*Instructions to follow*.
Reproduce every entry below word for word, with no changes.

*The records*.
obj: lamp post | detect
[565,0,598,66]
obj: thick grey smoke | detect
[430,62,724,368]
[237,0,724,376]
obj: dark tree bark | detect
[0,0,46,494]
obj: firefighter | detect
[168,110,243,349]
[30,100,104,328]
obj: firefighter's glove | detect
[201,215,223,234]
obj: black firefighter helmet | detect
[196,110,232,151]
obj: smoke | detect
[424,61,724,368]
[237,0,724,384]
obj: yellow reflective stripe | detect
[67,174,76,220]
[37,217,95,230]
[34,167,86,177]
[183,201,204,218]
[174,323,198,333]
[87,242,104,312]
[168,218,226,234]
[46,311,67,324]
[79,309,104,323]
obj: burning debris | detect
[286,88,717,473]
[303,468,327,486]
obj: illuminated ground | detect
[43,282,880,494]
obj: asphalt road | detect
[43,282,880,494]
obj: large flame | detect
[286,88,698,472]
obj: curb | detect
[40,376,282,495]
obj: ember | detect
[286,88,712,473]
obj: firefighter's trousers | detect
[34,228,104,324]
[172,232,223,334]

*Task solution*.
obj: lamp post | detect
[565,0,598,66]
obj: thick grey smoke | detect
[430,62,724,368]
[237,0,724,376]
obj: dark tree bark | detect
[0,0,46,494]
obj: firefighter | detect
[168,110,243,349]
[30,100,104,328]
obj: firefighter's glove | detect
[201,215,223,234]
obj: black firefighter helmet | detect
[196,110,232,151]
obj: smoke | detect
[424,61,724,368]
[237,0,724,384]
obj: yellow reflective stripe | detect
[67,174,76,220]
[37,217,95,230]
[34,167,86,177]
[183,201,204,218]
[174,323,198,333]
[87,242,104,312]
[168,218,226,234]
[46,311,67,324]
[79,309,104,323]
obj: burning debris | detect
[286,88,717,473]
[303,468,327,486]
obj: illuminated ground | detect
[43,282,880,494]
obj: asphalt road | detect
[43,282,880,494]
obj: large flame | detect
[286,88,698,472]
obj: curb | detect
[40,376,282,495]
obj: ember | detect
[286,88,712,473]
obj: firefighter's trousers | detect
[34,228,104,324]
[172,232,223,334]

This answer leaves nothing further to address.